目的 A
音と記憶についての引用文の「ー質問#13 音にメタ的なデ」から「映像作品の方を見て頂きます。」までを、「超音波」を「高周波音」に置き換えて書き直してください。

───── 引用文 ─────

ー質問#12 記憶との関連性みたいなところではどうでしょうか?音の方が柔軟っていうか、視覚ほど縛られていない記憶との結びつき方がされているというか。そういう記憶のトリガーになり得ますか?

やっぱり映像って良くも悪くも写っているものの力が強いっていうか、写っているものの何かから全く別のものを想起するってことはあまりないと思うんですよね。もちろん見る人によってそこから受けとる意味とかは違うんですけれども。でも音ってそういう意味ではもっと広がりがあるというか、そこの違いは確かにありますね。ある意味とても曖昧なんですよね。曖昧だからこそ良さがあるというか、逆に勘違いすることもありますよね。説明をせずに聞かせると、実際の内容とは全然違うことを想像して聴く人もいるんですけども、間違いとかそういうことではなくてそれも1つの良さだったりするんじゃないかと。映像だとそれが起こりづらい、そういう気がします。

ー質問#13 音にメタ的なデータを付加していくっていう時に、得られる手掛かりというものが、何か確定的じゃないんですよね。そこに面白さがあるのかもしれませんね?

録音をした僕自身も、聴くたびに変わっていくんです。やっぱり忘れますし、その辺の曖昧さというか、映像はそれがやっぱり固定化されているというか。次に紹介するのがUltrasonicScapesといって、人間に聴こえない超音波をバットディテクターという超音波をリアルタイムに可聴域に変換する装置を使って、都市の色々な超高周波ノイズを録り作品を作ったというものです。超音波というと、コウモリが有名ですが、実は街の様々な機械や照明、雑踏などからも超音波が出ていて、そうした人間の知覚外の振動に焦点をあてて作品を作りました。映像作品と音の作品と両方作ったんですが、映像作品の方を見て頂きます。

試聴(セミ・駐車場・風鈴等の高周波)

これは蝉の超音波をリアルタイムに拾って使っています。またこれは駐車場の入り口にある遮断機付近から断続的な音がずっとでていて、多分ネズミよけの超音波を拾っているんではないかと思うんですけれども、テクノミュージックっぽい揺らいだリズムの音がします。

─────

目的 B
提供データの行のうち、「pixel 892 480.」を含む行から「pixel 577 526」を含む行までを、1行を1つの文字列とするJSON配列として示してください。空行は含めません。

───── 提供データ ─────

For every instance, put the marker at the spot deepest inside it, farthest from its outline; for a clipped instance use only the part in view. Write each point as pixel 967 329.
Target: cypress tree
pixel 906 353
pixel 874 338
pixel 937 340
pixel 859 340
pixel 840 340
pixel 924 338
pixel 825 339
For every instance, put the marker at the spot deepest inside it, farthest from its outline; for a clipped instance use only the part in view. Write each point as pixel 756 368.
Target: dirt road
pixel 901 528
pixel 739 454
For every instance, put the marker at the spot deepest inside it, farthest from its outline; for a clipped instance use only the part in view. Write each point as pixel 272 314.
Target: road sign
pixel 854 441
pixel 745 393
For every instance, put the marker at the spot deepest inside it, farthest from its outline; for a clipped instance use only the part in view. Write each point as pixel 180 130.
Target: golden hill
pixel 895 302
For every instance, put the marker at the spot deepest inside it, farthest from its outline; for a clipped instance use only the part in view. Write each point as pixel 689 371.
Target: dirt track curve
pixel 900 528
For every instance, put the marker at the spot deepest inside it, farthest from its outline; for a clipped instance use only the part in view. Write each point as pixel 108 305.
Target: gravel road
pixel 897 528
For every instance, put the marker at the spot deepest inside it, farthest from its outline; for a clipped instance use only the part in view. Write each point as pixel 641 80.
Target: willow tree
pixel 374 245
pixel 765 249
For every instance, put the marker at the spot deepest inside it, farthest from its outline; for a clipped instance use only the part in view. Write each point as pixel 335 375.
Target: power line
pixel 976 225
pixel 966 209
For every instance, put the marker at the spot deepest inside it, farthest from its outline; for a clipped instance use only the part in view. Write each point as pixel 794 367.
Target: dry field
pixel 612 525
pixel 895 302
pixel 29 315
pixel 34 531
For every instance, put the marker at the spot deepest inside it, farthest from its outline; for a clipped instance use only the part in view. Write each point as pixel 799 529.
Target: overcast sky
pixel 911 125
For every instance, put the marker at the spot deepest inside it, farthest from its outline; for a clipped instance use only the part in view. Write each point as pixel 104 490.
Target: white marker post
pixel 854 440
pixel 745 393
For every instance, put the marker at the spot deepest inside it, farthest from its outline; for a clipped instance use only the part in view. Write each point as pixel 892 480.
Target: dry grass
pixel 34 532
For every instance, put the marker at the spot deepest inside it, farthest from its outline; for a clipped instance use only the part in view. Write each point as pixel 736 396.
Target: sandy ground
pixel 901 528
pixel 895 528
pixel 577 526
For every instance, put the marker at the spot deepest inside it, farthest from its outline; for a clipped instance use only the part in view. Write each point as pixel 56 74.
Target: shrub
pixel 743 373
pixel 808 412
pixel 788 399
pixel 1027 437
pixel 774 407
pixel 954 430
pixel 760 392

─────

解答全文 A
ー質問#13 音にメタ的なデータを付加していくっていう時に、得られる手掛かりというものが、何か確定的じゃないんですよね。そこに面白さがあるのかもしれませんね?

録音をした僕自身も、聴くたびに変わっていくんです。やっぱり忘れますし、その辺の曖昧さというか、映像はそれがやっぱり固定化されているというか。次に紹介するのがUltrasonicScapesといって、人間に聴こえない高周波音をバットディテクターという高周波音をリアルタイムに可聴域に変換する装置を使って、都市の色々な超高周波ノイズを録り作品を作ったというものです。高周波音というと、コウモリが有名ですが、実は街の様々な機械や照明、雑踏などからも高周波音が出ていて、そうした人間の知覚外の振動に焦点をあてて作品を作りました。映像作品と音の作品と両方作ったんですが、映像作品の方を見て頂きます。

解答全文 B
[
  "For every instance, put the marker at the spot deepest inside it, farthest from its outline; for a clipped instance use only the part in view. Write each point as pixel 892 480.",
  "Target: dry grass",
  "pixel 34 532",
  "For every instance, put the marker at the spot deepest inside it, farthest from its outline; for a clipped instance use only the part in view. Write each point as pixel 736 396.",
  "Target: sandy ground",
  "pixel 901 528",
  "pixel 895 528",
  "pixel 577 526"
]